Start of TEXT PASSAGE

On Monday, April 26, 1999 8:12 PM, Rick Knabb [SMTP:knabb@soest.hawaii.edu] wrote:
> Hello,
>
> Thanks for starting the new MPP mailing list... I hope it's OK
> to send inquiries to you as well.
>
> I have the model compiled and running on a Fujitsu VPP in a
> four-processor queue submitted via NQS.  The sys admin would
> like me to provide him info on how efficient the parallel
> processing is for MM5-MPP running on this machine... goal is
> to determine if I need more processors or changes to the code
> to get a particular configuration to run faster.  I'm somewhat
> familiar with NQS, etc.... but I need suggestions for getting
> some numbers on how well the model is using the resources I'm
> asking for.  Does MM5 output any info of this nature, or do
> you know of NQS commands that provide such details?
>
> Thanks very much!
> Rick Knabb
>
> --
> Rick Knabb, Research Meteorologist
> University of Hawaii
> Institute for Astronomy
> 2680 Woodlawn Drive
> Honolulu, HI 96822

Dear Rick,

What a coincidence.  I've been spending quite a bit of time lately trying 
to understand and improve performance and scaling on a Fujitsu VPP.  What I 
have discovered so far is that single-domain scenarios scale well, at least 
up to small numbers of processors (I only have 6 available to me on the 
machine I am using and the runs so far have only been on 4 and fewer). 
 Processor performance is "ok" -- definitely not stellar: somewhere between 
250 and 400 Mflop/sec/PE.  The real bottleneck has been the parallel 
efficiency of the code when nesting is turned on, in particular the 
nest-forcing code in the MPP version (see 
MPP/RSL/parallel_src/mp_stotndt.F).  It's a combination of load imbalance, 
which has always been a problem with the MPP nesting code, made more accute 
by the fact that per-PE performance is pretty poor in the VPP vector nodes 
for this part of the code.  The nest forcing is taking 25-35% of the time 
on this machine in a two-domain 2-way nested case I've been testing.  The 
usual hit is 10-15%.  I haven't even started looking at I/O performance 
yet.

The other thing that I've been looking into is whether a 2-d or 1-d 
processor decomposition is better on the VPP.  My original thinking -- that 
1-d was better because it avoids decomposing the domain in the i-domain to 
preserve vector performance -- seems to be correct.  Vector performance 
does suffer, dropping below 200 Mflop/s/PE, if we decompose in i as well as 
j.

The command I've been using to gauge processor performance is in the 
following run script:

  # @$-s /bin/csh
  # @$-eo
  # @$-q vqpe3

  ##setenv VPP_STATS 8                    #profile tool
  setenv VPP_MBX_SIZE 64000000          #mail box for mpi
  setenv FJSAMP "file:samp.dat,type:vtime,interval:10,pe:on"
  /bin/rm -f samp.out
  cd data.t3a
  timex mm5.mpp
  /usr/lang/bin/fjsamp mm5.mpp >& samp.out

The fjsamp utility will put a vector profile in the file samp.out when the 
script completes.

Another technique I've been using has been to analyze the timing 
information that the model outputs in the rsl.error.0000 file.  Use the 
following script:

  #!/bin/csh

  grep '\*\*\*[0-9]* 1 ' rsl.error.0000 | \
      awk '{if(prev!=0)print $4-prev;prev=$4}'

to convert this raw timing info into milliseconds per time coarse domain 
time step.

Finally, I have been doing peformance plots using Upshot and MPE (part of 
MPICH).  This part has been a little tricky because I have had to hack on 
MPICH, MPE, and the model a little to get the MPE_LOGEVENT stuff in MPE to 
work correctly with Fujitsu's version of MPI.  If this is crucial for you I 
can coach you through it.

Tell me a little more about your work on this machine when you have a 
chance.

John

End of TEXT PASSAGE

### SHORT TASK A
Give the entries as a numbered list with blank lines omitted. Begin at the line containing "Find navy blazer." and stop after the line containing "[842, 399, 882, 528]".

Start of DATA LINES

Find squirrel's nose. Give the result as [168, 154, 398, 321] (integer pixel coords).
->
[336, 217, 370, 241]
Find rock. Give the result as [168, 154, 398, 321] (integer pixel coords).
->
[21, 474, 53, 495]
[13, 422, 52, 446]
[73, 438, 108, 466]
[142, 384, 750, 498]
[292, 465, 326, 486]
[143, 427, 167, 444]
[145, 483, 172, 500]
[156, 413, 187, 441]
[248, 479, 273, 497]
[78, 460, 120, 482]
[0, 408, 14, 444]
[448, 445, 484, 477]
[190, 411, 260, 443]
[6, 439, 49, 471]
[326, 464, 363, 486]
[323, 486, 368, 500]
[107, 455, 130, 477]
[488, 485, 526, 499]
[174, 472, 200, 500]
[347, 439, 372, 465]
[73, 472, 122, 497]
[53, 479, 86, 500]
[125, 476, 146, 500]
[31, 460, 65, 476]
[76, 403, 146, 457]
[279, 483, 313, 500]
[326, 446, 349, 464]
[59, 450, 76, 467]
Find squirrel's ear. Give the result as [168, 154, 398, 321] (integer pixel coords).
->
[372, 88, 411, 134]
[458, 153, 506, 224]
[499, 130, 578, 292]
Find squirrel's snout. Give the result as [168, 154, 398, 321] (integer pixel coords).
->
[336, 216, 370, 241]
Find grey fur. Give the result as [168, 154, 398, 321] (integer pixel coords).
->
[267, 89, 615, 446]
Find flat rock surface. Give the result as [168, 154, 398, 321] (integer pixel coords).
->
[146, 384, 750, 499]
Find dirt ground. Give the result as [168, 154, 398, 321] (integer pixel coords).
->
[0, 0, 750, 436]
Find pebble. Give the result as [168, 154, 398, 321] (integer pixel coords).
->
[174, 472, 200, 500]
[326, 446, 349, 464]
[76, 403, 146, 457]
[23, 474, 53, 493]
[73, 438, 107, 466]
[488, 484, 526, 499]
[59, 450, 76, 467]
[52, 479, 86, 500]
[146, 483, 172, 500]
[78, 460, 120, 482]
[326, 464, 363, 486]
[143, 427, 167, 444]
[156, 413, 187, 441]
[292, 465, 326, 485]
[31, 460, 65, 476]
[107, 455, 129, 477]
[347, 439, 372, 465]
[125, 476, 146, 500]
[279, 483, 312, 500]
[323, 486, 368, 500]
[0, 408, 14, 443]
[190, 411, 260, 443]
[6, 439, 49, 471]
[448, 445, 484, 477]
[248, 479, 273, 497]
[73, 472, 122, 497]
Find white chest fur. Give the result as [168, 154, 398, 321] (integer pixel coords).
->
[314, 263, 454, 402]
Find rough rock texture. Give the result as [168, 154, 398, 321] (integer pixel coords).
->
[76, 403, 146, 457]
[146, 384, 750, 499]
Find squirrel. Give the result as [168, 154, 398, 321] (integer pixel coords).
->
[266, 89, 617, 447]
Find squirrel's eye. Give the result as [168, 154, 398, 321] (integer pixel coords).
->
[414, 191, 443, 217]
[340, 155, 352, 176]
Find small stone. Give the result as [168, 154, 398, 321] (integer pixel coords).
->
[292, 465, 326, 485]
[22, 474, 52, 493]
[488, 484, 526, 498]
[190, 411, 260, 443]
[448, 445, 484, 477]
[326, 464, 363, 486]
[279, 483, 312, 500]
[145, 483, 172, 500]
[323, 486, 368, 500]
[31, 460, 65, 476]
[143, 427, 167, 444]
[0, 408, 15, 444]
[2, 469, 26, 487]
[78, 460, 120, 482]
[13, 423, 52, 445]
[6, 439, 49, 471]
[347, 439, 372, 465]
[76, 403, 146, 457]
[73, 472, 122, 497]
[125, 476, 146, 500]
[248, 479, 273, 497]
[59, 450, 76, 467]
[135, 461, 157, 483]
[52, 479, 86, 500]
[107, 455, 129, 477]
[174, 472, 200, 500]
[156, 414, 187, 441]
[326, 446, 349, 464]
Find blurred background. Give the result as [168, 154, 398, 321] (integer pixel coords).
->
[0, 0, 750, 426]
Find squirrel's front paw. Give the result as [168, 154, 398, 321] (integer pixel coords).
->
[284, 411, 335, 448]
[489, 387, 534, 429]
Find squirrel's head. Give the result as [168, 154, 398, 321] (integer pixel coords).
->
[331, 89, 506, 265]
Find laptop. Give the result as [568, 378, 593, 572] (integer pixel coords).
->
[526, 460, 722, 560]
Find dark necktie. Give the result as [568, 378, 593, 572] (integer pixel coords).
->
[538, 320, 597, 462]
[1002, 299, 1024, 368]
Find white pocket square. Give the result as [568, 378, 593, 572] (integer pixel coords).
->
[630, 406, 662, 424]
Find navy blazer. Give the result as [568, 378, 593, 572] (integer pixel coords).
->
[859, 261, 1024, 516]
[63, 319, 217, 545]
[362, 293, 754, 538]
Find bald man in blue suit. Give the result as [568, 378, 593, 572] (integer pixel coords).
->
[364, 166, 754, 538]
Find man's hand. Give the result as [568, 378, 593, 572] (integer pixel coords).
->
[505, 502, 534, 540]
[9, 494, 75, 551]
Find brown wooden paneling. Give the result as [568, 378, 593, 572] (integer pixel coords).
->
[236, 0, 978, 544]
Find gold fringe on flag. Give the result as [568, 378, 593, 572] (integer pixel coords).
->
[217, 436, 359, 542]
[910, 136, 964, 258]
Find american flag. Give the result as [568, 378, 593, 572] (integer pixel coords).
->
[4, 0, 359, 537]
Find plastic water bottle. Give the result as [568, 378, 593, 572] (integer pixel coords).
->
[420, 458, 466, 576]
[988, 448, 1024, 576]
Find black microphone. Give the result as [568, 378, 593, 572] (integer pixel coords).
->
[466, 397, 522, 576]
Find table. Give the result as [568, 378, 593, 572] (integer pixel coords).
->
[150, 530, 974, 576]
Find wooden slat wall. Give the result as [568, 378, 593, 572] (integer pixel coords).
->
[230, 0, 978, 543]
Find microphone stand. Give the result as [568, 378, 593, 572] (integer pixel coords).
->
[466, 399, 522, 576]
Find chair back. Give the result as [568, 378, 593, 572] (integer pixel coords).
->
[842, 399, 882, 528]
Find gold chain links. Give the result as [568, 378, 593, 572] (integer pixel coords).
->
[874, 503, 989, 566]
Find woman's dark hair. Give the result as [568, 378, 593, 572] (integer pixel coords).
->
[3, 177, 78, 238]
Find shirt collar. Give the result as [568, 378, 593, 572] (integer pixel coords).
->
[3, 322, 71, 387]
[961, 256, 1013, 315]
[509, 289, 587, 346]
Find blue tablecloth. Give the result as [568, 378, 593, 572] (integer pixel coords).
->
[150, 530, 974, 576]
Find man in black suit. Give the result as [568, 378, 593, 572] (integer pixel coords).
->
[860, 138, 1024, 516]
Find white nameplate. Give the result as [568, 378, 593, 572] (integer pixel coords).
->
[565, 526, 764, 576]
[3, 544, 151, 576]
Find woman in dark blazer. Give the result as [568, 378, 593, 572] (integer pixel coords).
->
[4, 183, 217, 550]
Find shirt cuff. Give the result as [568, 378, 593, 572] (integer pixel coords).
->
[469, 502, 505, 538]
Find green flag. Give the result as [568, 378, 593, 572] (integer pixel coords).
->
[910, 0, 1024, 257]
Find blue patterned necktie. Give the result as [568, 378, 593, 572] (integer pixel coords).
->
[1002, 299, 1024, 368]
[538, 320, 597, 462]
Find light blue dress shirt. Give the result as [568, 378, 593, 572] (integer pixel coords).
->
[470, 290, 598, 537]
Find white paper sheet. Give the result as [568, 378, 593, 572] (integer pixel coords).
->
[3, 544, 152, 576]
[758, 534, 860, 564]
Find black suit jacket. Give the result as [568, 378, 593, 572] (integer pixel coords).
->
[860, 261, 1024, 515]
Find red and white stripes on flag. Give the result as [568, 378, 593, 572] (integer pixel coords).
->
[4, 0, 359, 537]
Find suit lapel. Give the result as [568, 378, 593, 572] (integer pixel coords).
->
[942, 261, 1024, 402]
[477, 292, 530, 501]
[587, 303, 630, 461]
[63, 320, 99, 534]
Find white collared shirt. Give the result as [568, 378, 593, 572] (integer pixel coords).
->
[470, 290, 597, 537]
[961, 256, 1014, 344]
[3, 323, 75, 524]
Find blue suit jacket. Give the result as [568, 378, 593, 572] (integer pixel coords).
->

End of DATA LINES

### SHORT TASK B
List every environment variable name that follows "setenv" in the run script shown in the email, including any on commented-out lines.

### COMPLETE ANSWER A
1. Find navy blazer. Give the result as [568, 378, 593, 572] (integer pixel coords).
2. ->
3. [859, 261, 1024, 516]
4. [63, 319, 217, 545]
5. [362, 293, 754, 538]
6. Find bald man in blue suit. Give the result as [568, 378, 593, 572] (integer pixel coords).
7. ->
8. [364, 166, 754, 538]
9. Find man's hand. Give the result as [568, 378, 593, 572] (integer pixel coords).
10. ->
11. [505, 502, 534, 540]
12. [9, 494, 75, 551]
13. Find brown wooden paneling. Give the result as [568, 378, 593, 572] (integer pixel coords).
14. ->
15. [236, 0, 978, 544]
16. Find gold fringe on flag. Give the result as [568, 378, 593, 572] (integer pixel coords).
17. ->
18. [217, 436, 359, 542]
19. [910, 136, 964, 258]
20. Find american flag. Give the result as [568, 378, 593, 572] (integer pixel coords).
21. ->
22. [4, 0, 359, 537]
23. Find plastic water bottle. Give the result as [568, 378, 593, 572] (integer pixel coords).
24. ->
25. [420, 458, 466, 576]
26. [988, 448, 1024, 576]
27. Find black microphone. Give the result as [568, 378, 593, 572] (integer pixel coords).
28. ->
29. [466, 397, 522, 576]
30. Find table. Give the result as [568, 378, 593, 572] (integer pixel coords).
31. ->
32. [150, 530, 974, 576]
33. Find wooden slat wall. Give the result as [568, 378, 593, 572] (integer pixel coords).
34. ->
35. [230, 0, 978, 543]
36. Find microphone stand. Give the result as [568, 378, 593, 572] (integer pixel coords).
37. ->
38. [466, 399, 522, 576]
39. Find chair back. Give the result as [568, 378, 593, 572] (integer pixel coords).
40. ->
41. [842, 399, 882, 528]

### COMPLETE ANSWER B
- VPP_STATS
- VPP_MBX_SIZE
- FJSAMP